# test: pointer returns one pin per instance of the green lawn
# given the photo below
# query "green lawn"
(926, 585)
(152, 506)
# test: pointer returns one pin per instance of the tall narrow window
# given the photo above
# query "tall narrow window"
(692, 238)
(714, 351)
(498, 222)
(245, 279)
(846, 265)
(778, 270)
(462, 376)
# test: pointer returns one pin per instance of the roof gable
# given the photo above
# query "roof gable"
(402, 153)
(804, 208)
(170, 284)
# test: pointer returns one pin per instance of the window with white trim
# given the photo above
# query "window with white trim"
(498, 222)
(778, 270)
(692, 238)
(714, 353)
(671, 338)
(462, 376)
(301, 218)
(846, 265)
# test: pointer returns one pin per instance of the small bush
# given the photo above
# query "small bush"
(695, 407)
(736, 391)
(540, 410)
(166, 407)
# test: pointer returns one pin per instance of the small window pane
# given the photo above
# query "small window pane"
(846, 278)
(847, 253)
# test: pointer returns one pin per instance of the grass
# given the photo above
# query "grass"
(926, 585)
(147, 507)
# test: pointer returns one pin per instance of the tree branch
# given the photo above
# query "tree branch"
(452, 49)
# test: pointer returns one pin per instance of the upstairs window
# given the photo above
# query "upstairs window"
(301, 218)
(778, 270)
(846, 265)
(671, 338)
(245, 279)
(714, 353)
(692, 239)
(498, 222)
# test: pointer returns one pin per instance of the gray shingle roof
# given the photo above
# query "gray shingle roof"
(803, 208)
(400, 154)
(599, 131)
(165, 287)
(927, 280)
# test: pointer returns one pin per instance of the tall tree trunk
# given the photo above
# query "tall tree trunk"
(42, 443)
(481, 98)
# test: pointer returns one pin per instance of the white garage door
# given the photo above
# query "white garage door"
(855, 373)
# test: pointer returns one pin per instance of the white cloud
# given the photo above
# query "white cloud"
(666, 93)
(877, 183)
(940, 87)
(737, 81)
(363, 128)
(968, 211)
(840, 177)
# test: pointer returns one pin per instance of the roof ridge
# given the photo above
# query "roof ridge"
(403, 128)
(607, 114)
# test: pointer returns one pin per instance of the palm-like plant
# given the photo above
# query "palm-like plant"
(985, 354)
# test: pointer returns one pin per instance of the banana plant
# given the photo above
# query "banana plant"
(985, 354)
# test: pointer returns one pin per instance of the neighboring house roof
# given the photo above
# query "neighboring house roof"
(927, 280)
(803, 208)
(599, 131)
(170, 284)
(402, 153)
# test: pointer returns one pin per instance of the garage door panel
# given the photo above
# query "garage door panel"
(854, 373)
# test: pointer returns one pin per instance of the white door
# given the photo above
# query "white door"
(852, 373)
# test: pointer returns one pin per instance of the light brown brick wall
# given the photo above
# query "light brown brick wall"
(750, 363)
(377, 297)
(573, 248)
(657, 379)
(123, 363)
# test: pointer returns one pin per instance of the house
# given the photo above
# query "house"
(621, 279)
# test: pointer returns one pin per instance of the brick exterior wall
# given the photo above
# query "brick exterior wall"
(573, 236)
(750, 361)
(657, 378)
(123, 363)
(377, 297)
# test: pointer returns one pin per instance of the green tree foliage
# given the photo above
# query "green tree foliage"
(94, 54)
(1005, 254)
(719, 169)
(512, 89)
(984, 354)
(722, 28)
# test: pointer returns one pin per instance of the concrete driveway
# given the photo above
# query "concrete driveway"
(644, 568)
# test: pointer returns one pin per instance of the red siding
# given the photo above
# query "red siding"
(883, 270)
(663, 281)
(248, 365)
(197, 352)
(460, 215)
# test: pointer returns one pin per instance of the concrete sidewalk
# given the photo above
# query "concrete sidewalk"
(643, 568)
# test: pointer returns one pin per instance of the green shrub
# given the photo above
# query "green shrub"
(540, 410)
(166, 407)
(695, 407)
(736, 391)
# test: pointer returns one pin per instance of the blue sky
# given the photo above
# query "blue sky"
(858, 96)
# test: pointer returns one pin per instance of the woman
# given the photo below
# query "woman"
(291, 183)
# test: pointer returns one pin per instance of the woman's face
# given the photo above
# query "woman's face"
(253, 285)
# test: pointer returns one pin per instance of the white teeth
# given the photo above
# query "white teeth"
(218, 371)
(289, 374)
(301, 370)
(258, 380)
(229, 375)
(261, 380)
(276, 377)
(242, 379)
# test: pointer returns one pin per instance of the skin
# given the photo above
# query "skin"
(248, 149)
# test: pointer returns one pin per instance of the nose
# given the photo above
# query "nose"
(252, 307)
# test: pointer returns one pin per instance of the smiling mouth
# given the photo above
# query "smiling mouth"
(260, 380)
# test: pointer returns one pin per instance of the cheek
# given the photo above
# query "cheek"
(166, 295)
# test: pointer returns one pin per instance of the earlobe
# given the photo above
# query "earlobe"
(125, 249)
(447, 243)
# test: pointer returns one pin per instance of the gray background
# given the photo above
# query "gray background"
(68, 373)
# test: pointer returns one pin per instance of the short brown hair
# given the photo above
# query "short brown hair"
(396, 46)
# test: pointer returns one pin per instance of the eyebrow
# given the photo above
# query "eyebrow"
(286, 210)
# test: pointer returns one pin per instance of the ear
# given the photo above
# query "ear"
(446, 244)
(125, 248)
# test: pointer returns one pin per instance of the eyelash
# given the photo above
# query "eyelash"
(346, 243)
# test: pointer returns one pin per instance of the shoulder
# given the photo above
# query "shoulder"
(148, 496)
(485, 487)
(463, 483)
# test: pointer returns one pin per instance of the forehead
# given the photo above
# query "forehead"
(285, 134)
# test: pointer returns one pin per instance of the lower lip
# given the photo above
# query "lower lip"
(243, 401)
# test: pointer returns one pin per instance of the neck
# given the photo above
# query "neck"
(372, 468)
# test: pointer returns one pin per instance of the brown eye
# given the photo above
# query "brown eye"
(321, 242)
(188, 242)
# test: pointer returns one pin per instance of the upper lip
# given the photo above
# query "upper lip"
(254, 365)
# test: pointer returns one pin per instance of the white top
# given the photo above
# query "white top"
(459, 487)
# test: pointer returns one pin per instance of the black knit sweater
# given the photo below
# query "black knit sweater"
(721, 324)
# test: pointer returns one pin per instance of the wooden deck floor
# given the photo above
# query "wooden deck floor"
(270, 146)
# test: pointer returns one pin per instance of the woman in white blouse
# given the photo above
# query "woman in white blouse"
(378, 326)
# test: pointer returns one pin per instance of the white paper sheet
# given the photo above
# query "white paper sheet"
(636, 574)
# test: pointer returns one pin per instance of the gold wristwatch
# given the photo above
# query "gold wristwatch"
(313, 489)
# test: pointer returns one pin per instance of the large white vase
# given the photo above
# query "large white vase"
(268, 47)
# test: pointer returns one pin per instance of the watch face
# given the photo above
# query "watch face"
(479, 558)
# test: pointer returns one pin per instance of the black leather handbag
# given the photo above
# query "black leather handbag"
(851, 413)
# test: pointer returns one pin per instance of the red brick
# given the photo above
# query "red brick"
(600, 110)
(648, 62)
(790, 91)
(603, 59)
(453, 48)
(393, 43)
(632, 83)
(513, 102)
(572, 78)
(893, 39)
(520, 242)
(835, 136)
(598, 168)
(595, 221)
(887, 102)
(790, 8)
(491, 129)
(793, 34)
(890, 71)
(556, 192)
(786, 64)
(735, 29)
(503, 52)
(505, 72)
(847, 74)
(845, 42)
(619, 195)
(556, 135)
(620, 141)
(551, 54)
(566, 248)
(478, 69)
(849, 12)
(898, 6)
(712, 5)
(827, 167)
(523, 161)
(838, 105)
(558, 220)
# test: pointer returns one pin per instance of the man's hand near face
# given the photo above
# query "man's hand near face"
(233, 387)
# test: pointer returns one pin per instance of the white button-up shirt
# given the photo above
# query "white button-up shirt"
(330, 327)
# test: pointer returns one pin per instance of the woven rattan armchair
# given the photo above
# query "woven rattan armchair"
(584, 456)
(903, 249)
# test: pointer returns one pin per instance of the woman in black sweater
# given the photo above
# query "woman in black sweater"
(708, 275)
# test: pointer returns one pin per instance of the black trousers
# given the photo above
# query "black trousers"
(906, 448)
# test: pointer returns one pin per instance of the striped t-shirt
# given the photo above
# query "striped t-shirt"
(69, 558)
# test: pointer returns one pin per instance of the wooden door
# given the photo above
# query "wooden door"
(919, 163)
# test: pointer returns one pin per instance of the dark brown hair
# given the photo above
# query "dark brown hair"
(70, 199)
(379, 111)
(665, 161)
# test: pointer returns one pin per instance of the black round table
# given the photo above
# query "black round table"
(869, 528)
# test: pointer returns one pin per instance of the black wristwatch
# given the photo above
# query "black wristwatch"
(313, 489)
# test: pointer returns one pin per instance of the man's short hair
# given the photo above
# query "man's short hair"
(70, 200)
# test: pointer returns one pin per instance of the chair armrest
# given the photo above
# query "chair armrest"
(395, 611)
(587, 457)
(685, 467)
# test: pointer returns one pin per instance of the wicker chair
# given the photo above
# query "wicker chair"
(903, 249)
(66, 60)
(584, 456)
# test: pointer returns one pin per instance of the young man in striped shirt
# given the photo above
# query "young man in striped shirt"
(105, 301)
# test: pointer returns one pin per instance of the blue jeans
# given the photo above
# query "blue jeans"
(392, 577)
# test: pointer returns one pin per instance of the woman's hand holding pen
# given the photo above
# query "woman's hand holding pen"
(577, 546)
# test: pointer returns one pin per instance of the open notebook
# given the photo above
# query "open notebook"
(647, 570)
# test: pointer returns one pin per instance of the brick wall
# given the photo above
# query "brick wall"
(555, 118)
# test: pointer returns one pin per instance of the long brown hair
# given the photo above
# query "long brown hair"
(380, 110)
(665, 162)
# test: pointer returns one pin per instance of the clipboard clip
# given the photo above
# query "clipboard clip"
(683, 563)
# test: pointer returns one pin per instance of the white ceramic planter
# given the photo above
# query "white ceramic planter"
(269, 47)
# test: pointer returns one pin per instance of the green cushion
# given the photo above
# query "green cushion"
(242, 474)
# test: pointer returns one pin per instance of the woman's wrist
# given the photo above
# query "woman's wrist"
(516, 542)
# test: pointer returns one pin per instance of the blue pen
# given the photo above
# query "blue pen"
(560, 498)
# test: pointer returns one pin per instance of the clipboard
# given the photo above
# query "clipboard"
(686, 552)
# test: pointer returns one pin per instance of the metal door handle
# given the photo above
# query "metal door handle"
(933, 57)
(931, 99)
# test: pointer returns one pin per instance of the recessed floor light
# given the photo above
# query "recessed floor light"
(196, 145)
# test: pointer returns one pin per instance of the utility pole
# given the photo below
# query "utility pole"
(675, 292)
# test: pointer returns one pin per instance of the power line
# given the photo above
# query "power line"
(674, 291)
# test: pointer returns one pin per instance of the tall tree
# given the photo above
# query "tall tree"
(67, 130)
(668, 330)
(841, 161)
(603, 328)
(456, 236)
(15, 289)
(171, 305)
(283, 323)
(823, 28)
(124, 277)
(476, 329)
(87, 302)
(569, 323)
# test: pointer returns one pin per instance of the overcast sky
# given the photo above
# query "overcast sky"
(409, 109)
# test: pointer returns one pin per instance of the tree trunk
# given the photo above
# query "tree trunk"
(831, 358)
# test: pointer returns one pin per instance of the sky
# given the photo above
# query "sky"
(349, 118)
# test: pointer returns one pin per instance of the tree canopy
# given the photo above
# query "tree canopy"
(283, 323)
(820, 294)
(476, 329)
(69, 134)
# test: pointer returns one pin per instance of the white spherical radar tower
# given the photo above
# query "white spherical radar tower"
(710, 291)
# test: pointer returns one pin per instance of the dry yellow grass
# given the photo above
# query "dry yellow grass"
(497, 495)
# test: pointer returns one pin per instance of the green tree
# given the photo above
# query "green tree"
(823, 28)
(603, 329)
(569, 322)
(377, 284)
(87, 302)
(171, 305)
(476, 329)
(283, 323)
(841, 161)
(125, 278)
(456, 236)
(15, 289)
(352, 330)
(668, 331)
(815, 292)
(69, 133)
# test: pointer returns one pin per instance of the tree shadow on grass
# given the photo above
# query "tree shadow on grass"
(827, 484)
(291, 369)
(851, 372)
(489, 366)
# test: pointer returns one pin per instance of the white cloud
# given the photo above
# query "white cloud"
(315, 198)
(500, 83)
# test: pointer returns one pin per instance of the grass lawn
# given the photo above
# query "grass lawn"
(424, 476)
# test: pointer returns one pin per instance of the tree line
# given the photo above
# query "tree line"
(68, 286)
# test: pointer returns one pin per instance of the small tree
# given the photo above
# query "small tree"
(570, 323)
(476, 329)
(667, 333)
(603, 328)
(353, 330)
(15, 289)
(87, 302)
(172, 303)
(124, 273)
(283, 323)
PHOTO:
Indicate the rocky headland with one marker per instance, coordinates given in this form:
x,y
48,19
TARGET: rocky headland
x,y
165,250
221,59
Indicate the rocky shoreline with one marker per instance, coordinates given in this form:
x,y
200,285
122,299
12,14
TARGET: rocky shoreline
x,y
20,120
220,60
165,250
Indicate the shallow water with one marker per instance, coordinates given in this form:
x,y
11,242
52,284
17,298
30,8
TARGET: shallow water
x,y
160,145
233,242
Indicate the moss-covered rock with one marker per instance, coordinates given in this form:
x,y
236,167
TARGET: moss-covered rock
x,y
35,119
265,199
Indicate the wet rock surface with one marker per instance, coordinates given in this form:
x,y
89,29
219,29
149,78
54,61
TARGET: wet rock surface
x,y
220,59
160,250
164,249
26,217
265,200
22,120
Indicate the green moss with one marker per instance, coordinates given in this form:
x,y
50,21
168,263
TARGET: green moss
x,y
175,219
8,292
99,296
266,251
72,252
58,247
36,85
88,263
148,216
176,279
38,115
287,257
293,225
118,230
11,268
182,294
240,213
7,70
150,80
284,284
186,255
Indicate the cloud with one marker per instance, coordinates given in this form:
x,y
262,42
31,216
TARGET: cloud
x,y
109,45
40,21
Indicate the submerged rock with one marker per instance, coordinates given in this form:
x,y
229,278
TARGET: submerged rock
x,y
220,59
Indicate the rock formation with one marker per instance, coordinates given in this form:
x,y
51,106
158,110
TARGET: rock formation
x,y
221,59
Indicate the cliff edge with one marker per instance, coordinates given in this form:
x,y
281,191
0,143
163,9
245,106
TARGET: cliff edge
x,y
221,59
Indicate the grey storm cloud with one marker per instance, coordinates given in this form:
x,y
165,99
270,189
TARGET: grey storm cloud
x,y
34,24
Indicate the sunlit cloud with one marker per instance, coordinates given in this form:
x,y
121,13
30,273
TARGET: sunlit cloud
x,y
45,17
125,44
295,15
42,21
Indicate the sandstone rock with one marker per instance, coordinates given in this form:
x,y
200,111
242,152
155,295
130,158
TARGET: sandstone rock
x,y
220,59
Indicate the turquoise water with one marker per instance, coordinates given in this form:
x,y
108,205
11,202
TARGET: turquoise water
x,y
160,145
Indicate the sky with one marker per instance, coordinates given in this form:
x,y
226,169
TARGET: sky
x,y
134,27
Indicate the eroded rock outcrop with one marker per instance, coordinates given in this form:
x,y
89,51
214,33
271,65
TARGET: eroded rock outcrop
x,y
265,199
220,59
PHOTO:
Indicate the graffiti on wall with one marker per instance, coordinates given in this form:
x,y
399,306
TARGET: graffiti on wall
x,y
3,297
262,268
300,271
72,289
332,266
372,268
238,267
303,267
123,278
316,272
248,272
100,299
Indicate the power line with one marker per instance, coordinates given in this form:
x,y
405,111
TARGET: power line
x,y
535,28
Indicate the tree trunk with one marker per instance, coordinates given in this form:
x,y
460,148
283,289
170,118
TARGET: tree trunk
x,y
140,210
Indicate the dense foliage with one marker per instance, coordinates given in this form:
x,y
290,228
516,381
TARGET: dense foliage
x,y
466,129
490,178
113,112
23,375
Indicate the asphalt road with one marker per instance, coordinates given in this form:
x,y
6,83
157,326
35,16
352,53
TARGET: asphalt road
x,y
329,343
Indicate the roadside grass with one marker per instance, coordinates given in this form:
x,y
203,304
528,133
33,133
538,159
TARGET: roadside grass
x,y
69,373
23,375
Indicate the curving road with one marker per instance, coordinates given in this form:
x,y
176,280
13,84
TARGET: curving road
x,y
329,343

Your task = Reproduce the lines word for word, starting at the one holding "TARGET: turquoise water" and ending at the final line of the material above.

Written response =
TARGET: turquoise water
x,y
160,145
Indicate the sky with one marker per instance, coordinates given in this form:
x,y
226,169
TARGET: sky
x,y
134,27
Indicate the eroded rock outcrop with one marker per instance, coordinates given in this form:
x,y
89,51
214,33
271,65
TARGET: eroded rock outcrop
x,y
265,199
220,59
PHOTO:
Indicate the graffiti on wall with one marker per instance, coordinates given in this form:
x,y
399,306
TARGET: graffiti on wall
x,y
3,297
262,268
300,271
72,289
332,266
372,268
238,267
303,267
123,278
316,272
248,272
100,299
Indicate the power line with one marker per instance, coordinates given in this form:
x,y
405,111
TARGET: power line
x,y
535,28
Indicate the tree trunk with one marker per instance, coordinates given in this form:
x,y
460,148
283,289
170,118
TARGET: tree trunk
x,y
140,210
Indicate the dense foliage with one marker per instance, coordinates given in this form:
x,y
290,228
516,381
TARGET: dense foliage
x,y
466,129
490,178
113,112
23,375
Indicate the asphalt road with one marker per instance, coordinates given in this form:
x,y
6,83
157,326
35,16
352,53
TARGET: asphalt road
x,y
329,343
Indicate the roadside grass with one marker per instance, coordinates given in this form:
x,y
203,304
528,133
33,133
538,159
TARGET: roadside grass
x,y
69,373
23,375
Indicate the curving road with one marker per instance, coordinates given in this form:
x,y
176,280
13,84
TARGET: curving road
x,y
329,343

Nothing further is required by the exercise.